En España, la persona que más sabe de hallacas se llama Eugenia Adam. No sólo hace gala de una magnífica sazón, haciendo honor a las tradiciones familiares (bastará recordar las recetas de Lutecia Adam, colaboradora regular en este diario) sino que además canaliza las apetencias de todos los que atravesamos por esta neurosis de vivir en ambos países al mismo tiempo, organizando desde hace varios años el concurso “La mejor hallaca de Madrid”.
Eugenia, además, es experta en preparar hallacas sin carne, lo cual redunda en el agradecimiento de las facciones vegetarianas de mi familia. Sin embargo, este año se marchó a la France, dejándome a la deriva en lo que a hallaquística se refiere. Ante la imposibilidad de prepararlas yo misma, comenzó el proceso para determinar a quién endilgarle la tarea.
Impensable sobrevivir a un fin de año sin hallacas. Más que una necesidad gastronómica, se trata de un requerimiento emocional. ¿A qué sabe una hallaca?
Seguro que sabe a todo lo que uno le ponga, lo cual varía según la región. Parientes próximas de tamales y pasteles, y de otros preparados similares que se consumen en toda América elaborados bajo el mismo concepto (una masa de maíz a la que se incorporan diversos ingredientes, y que puede cocerse o no en un envoltorio vegetal) en Venezuela tienen la particularidad de consumirse básicamente en la época decembrina, en tanto en otros países se consumen a lo largo de todo el año.

--

◆ TAREA ESCRITA:
Determine si cada afirmación concuerda con el texto sobre las hallacas y responda sí o no, citando literalmente las palabras del texto que lo deciden. 1. Eugenia Adam organiza el concurso "La mejor hallaca de Madrid". 2. Este año Eugenia Adam se quedó en Madrid. 3. En Venezuela las hallacas se consumen a lo largo de todo el año.

◆ EXTRACTO DE DATOS:
--

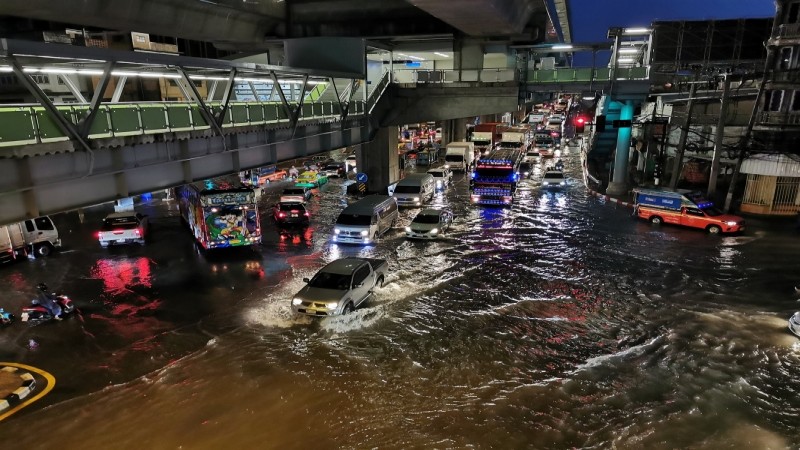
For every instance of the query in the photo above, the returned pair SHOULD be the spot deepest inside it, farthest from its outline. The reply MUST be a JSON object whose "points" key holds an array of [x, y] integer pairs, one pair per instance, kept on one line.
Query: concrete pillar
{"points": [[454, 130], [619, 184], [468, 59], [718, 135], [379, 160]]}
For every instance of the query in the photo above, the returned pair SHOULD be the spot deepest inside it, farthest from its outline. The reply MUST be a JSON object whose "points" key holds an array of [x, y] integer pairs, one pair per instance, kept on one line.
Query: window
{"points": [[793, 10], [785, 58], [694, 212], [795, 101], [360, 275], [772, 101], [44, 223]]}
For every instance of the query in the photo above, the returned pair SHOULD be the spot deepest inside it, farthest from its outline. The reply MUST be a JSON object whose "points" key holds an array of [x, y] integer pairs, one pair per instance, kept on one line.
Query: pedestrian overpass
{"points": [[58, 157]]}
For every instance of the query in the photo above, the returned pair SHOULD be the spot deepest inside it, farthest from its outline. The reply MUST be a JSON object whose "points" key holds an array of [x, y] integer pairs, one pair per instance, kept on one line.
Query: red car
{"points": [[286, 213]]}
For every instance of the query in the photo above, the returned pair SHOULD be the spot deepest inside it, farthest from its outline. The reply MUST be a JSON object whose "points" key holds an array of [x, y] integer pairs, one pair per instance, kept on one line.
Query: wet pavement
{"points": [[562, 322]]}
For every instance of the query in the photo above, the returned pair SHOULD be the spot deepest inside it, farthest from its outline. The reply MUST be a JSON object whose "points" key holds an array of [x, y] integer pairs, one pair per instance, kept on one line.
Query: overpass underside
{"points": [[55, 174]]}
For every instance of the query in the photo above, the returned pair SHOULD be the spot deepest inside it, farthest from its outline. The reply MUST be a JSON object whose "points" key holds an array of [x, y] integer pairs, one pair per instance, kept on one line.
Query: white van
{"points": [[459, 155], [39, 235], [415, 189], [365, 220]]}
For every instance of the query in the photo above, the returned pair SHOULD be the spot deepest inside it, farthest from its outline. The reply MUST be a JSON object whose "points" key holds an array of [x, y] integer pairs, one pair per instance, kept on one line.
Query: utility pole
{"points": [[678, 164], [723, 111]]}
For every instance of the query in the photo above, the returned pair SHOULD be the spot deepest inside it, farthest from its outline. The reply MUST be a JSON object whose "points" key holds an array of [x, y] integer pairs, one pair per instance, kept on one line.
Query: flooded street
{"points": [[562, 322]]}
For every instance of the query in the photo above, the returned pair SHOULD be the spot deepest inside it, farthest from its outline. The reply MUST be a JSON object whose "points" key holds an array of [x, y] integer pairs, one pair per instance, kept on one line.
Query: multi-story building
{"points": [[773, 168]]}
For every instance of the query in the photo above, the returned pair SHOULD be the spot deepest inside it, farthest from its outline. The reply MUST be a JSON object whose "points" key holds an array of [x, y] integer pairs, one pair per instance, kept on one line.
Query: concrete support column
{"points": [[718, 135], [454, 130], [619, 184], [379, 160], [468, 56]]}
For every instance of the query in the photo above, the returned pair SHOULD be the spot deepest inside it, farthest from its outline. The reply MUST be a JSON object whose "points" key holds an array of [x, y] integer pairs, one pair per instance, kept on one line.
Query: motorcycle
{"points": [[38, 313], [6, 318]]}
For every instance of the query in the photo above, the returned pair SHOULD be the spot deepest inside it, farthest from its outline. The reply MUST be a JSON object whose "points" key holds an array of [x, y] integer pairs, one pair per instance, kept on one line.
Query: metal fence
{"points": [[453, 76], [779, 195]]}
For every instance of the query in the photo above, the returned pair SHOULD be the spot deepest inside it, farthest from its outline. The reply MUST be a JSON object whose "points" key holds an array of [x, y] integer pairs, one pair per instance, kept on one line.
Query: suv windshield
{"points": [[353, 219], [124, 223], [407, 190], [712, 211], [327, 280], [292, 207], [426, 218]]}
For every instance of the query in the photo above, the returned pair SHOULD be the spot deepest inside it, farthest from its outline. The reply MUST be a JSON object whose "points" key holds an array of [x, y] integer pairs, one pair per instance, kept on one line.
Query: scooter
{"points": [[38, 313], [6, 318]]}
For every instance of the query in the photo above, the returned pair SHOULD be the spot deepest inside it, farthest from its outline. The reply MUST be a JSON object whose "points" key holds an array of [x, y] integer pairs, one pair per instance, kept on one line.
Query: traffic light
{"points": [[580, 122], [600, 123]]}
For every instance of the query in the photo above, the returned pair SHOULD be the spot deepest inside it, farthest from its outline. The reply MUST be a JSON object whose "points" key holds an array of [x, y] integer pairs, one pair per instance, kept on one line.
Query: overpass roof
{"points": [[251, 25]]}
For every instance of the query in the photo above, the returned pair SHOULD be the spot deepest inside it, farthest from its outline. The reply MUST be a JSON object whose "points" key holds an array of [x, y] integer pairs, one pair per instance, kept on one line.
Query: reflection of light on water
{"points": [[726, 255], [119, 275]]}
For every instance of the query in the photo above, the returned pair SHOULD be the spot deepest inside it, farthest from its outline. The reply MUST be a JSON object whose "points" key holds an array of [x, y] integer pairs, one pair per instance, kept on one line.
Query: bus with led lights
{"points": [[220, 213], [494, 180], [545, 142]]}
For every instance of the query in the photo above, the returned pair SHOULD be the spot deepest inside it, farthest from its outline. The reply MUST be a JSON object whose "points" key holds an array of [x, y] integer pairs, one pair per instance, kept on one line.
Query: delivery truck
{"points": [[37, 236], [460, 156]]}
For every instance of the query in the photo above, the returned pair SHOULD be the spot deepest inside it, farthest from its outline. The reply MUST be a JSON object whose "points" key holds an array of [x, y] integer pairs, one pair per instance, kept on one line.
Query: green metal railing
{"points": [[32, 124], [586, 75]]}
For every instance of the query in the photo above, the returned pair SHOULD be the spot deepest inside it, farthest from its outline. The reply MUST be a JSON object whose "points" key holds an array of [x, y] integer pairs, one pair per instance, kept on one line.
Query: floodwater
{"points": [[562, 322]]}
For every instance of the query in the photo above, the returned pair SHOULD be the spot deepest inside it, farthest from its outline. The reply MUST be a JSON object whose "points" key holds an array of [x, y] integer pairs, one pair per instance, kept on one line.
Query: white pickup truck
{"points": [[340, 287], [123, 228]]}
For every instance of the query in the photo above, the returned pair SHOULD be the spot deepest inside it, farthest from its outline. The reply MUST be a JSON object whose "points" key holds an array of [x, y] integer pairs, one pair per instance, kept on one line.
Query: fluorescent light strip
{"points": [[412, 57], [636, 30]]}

--

◆ RESULTADO:
1. Sí: «organizando desde hace varios años el concurso “La mejor hallaca de Madrid”».
2. No: «este año se marchó a la France».
3. No: «en Venezuela tienen la particularidad de consumirse básicamente en la época decembrina».